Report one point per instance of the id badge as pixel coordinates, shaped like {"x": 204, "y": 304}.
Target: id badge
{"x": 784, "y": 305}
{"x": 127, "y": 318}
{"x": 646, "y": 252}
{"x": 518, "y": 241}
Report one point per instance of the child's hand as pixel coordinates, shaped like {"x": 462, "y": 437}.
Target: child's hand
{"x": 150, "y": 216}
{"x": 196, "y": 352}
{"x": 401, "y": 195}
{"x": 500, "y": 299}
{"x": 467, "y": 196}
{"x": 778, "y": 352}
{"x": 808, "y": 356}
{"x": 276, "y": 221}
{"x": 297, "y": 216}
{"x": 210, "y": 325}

◆ ◆ ◆ ◆ ◆

Every line of the records that includes the word "coordinates" should be gathered.

■ TASK OUTPUT ■
Report one point per instance of the id badge as pixel coordinates, shaped like {"x": 204, "y": 304}.
Report one point per instance of the child's hand as pixel coordinates, shaped like {"x": 462, "y": 437}.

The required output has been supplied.